§ **Goal**:
Output every one of these records as a two-column CSV with the headers request and answer, one row per record. Put each record's text and its answer in its own quoted field, with line breaks replaced by spaces.

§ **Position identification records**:
════════════════

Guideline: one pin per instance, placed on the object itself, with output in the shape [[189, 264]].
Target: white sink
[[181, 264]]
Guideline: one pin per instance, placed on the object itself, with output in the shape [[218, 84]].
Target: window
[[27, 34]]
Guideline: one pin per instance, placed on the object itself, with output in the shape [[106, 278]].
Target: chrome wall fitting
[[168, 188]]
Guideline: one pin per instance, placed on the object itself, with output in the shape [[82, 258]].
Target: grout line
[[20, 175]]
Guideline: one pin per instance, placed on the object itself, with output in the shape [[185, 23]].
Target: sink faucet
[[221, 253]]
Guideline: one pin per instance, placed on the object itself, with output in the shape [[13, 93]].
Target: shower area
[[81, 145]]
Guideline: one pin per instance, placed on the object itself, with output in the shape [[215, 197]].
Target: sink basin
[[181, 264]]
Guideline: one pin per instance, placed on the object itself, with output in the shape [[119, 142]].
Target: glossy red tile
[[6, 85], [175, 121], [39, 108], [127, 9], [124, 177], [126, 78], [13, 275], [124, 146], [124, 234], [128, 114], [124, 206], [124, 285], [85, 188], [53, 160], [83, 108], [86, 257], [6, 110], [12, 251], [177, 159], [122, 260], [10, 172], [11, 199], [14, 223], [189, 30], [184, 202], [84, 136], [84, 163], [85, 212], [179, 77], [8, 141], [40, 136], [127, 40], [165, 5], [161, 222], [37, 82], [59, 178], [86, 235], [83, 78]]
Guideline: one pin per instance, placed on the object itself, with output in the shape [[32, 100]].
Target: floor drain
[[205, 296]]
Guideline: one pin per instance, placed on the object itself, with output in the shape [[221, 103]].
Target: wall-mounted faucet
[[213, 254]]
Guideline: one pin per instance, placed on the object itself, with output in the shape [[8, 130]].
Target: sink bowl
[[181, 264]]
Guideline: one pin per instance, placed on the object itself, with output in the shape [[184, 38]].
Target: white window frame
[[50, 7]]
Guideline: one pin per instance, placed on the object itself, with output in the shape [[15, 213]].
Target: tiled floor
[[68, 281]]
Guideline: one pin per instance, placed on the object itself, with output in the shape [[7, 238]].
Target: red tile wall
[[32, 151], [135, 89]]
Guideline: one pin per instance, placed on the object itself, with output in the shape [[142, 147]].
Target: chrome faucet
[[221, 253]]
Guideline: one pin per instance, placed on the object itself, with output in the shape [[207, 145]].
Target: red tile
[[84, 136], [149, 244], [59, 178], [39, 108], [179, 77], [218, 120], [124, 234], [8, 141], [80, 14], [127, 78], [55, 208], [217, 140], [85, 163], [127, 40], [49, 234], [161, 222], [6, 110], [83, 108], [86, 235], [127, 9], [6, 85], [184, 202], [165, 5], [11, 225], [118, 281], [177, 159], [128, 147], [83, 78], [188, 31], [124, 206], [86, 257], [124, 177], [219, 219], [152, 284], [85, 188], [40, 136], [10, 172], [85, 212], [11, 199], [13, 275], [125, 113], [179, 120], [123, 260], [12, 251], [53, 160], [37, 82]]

════════════════

§ **Response**:
request,answer
"Guideline: one pin per instance, placed on the object itself, with output in the shape [[189, 264]]. Target: white sink","[[181, 264]]"
"Guideline: one pin per instance, placed on the object itself, with output in the shape [[218, 84]]. Target: window","[[27, 34]]"
"Guideline: one pin per instance, placed on the object itself, with output in the shape [[106, 278]]. Target: chrome wall fitting","[[168, 188]]"
"Guideline: one pin per instance, placed on the object itself, with output in the shape [[82, 258]]. Target: grout line","[[20, 175]]"
"Guideline: one pin per instance, placed on the object itself, with output in the shape [[185, 23]]. Target: sink faucet","[[221, 253]]"
"Guideline: one pin per instance, placed on the object itself, with output in the shape [[13, 93]]. Target: shower area","[[81, 145]]"
"Guideline: one pin per instance, placed on the object itself, with output in the shape [[215, 197]]. Target: sink basin","[[181, 264]]"
"Guideline: one pin per instance, placed on the object itself, with output in the shape [[119, 142]]. Target: glossy red tile","[[6, 85], [175, 121], [39, 108], [127, 9], [124, 177], [126, 78], [13, 275], [124, 146], [124, 234], [128, 114], [124, 206], [124, 285], [85, 188], [53, 160], [83, 108], [86, 257], [6, 110], [12, 251], [177, 159], [122, 260], [10, 172], [11, 199], [14, 223], [189, 30], [184, 202], [84, 136], [84, 163], [85, 212], [179, 77], [8, 141], [40, 136], [127, 40], [165, 5], [161, 222], [37, 82], [59, 178], [86, 235], [83, 78]]"
"Guideline: one pin per instance, placed on the object itself, with output in the shape [[32, 100]]. Target: floor drain","[[205, 296]]"
"Guideline: one pin per instance, placed on the object itself, with output in the shape [[221, 103]]. Target: wall-mounted faucet","[[213, 254]]"
"Guideline: one pin per instance, placed on the object itself, with output in the shape [[8, 130]]. Target: sink bowl","[[181, 264]]"
"Guideline: one pin per instance, placed on the object itself, with output in the shape [[184, 38]]. Target: white window frame","[[50, 7]]"
"Guideline: one pin per instance, placed on the object itself, with output in the shape [[15, 213]]. Target: tiled floor","[[68, 281]]"
"Guideline: one pin per instance, placed on the object itself, with output in the shape [[7, 238]]. Target: red tile wall","[[32, 151], [135, 89]]"
"Guideline: one pin per instance, placed on the object itself, with output in the shape [[142, 147]]. Target: chrome faucet","[[221, 253]]"
"Guideline: one pin per instance, placed on the object itself, with output in the shape [[207, 145]]. Target: red tile","[[84, 136], [149, 244], [59, 178], [39, 108], [179, 77], [218, 120], [124, 234], [8, 141], [80, 14], [127, 78], [55, 208], [217, 140], [85, 163], [127, 40], [49, 234], [161, 222], [6, 110], [83, 108], [86, 235], [127, 9], [6, 85], [184, 202], [165, 5], [11, 225], [118, 281], [177, 159], [128, 147], [83, 78], [188, 31], [124, 206], [86, 257], [124, 177], [219, 219], [152, 284], [85, 188], [40, 136], [10, 172], [85, 212], [11, 199], [13, 275], [125, 113], [179, 120], [123, 260], [12, 251], [53, 160], [37, 82]]"